- Given data:
^^^^^^^^

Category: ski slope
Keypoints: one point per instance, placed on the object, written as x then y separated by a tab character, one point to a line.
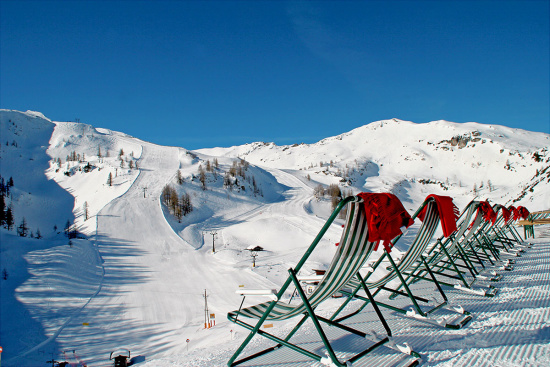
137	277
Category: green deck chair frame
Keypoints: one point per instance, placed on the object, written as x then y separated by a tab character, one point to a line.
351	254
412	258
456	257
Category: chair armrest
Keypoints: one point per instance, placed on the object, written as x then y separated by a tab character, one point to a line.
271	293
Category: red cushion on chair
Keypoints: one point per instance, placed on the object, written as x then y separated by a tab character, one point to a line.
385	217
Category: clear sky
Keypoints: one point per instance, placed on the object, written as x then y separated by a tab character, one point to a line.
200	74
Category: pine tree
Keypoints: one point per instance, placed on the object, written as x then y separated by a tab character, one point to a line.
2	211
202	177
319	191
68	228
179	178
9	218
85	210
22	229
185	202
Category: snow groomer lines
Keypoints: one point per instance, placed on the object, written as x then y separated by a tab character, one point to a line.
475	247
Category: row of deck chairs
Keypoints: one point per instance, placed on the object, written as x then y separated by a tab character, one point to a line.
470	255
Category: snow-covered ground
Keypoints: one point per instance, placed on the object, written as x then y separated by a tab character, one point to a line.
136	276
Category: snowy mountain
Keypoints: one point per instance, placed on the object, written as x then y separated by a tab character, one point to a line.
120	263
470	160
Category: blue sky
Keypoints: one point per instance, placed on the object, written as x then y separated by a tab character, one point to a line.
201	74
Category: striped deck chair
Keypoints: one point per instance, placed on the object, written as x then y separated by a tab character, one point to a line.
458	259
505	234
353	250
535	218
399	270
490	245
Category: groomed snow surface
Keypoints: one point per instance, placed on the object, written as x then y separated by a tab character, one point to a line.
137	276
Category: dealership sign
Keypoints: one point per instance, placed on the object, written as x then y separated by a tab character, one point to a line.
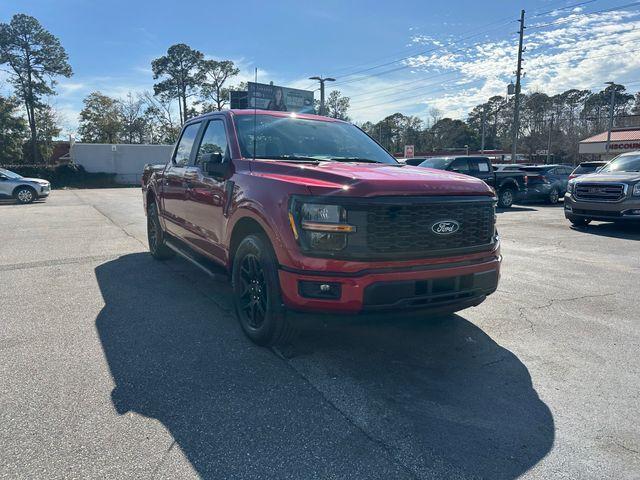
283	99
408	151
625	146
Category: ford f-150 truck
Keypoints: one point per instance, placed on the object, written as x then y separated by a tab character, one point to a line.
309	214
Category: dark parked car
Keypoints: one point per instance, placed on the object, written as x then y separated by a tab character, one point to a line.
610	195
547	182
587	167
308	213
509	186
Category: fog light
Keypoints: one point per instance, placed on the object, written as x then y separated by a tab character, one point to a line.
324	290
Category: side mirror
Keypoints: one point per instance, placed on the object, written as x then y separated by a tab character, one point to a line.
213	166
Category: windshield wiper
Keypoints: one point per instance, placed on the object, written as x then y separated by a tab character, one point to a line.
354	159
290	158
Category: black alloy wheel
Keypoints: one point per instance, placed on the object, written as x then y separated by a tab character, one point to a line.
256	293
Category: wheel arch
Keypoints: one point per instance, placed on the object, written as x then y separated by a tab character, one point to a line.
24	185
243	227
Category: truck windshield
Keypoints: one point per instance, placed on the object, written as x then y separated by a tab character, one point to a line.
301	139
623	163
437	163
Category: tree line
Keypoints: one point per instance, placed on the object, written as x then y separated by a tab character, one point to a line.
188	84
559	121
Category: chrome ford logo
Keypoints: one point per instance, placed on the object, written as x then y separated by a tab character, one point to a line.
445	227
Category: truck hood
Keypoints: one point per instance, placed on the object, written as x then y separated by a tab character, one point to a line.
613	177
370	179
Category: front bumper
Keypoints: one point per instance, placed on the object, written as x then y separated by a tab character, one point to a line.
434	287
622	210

^^^^^^^^

- Given task: Repeat the records above exactly, leaving out the pictures.

- Written response:
Category: ski slope
Keypoints: one point per instance, placed on the object, written as x then y separated by a tab character, one point to a line.
137	277
Category: green deck chair frame
Keypoints: one point per instance, placed on the object, written as x then y separated by a tab character, one point to a line.
351	254
412	258
456	257
Category: chair armrest
Keypoints: one point per instance, placed on the object, written as x then y separated by a tab character, one point to a line.
271	293
Category: red cushion on chair
Keypoints: one point per instance, placed on the object, written as x then y separated by a tab character, one point to a line.
385	217
Category: clear sky
Keypoints: one point per instance, placed on the object, written as x then y separated by a tab character, one point to a line.
200	74
Category: pine tree
Keypoints: one point per instance, placed on the object, written as x then y separated by a tab character, one point to a line.
2	211
202	177
319	191
68	228
179	178
9	218
85	210
22	229
185	202
Category: snow groomer lines
Keypoints: one point per instance, placed on the object, written as x then y separated by a tab character, one point to a line.
475	247
Category: row of deck chairs
Keypoints: one point per instance, placed on the object, written as x then y separated by a tab character, one point to a line.
470	255
Category: snow-covered ground
Keypoints: one point per instance, placed on the object, written as x then y separated by a tab character, one point to a line.
136	276
Category: snowy mountain
Keypoints: one point per instance, placed on the object, written as x then y separated by a tab character, one point to a line.
120	263
470	160
Category: blue sky
Keypoints: one point per instance, placed on the object, written as x then y separated by a tab character, one point to a line.
201	74
Category: striped deck chair
Keypoints: one point per instance, placed on the object, written as x then y separated by a tab character, one point to a line.
458	259
505	234
353	250
535	218
399	270
490	245
Category: groomed snow surface
Keypoints: one point per instance, placed on the object, written as x then y separated by a tab character, one point to a line.
137	276
Category: dealership sign
Keypoints: one point per instance, placed on the object, written as x then y separated by a tab character, one point to a line.
283	99
408	151
625	146
Category: ford f-150 truck
Keypoints: one point per instance, placed on the object, written as x then y separated by a tab character, one point to a line.
309	214
Category: dark parked car
Keypoints: one point per instance, placed on the object, written as x then y separated by a tab character, one point to a line.
610	195
547	182
587	167
308	213
509	186
Category: fog light
Keypoints: one point per instance, placed on the object, written as x then y separated by a tab character, one point to a line.
324	290
Category: side mirror
Keypoints: one point per instance, placed on the object, written as x then y separated by a tab character, one point to a line.
213	166
Category: windshield wiper
Keypoints: one point per instance, placed on the object, written as x then y separated by a tab character, one point to a line.
354	159
290	158
Category: black alloy wheel
Keypoints: one point per instance, placed on the object, written as x then y separated by a tab character, one point to a line.
256	293
Category: wheel arch
Keypoints: one point per instance, placed on the object, written as x then y separated by a tab character, one point to a line.
24	185
243	227
Category: truck windshield
Keypoints: one point per instance, placed on the object, written as x then y separated by a tab character, one point to a line.
301	139
623	163
437	163
Category: tree line
Keypoints: one point per instance, placed on the object, written as x then y separated by a tab character, one point to a line.
188	84
559	121
Category: chrome ford logo
Keypoints: one point per instance, placed on the object, written as x then y separated by a tab character, one point to a line.
445	227
Category: truck hood
Keypoints: one point per instance, placed on the object, written as x then y separated by a tab character, one point to a line.
613	177
370	179
Category: front bumper
Keypoints: one point per instance, placed on the object, written as x then y separated by a tab character, one point to a line.
434	287
622	210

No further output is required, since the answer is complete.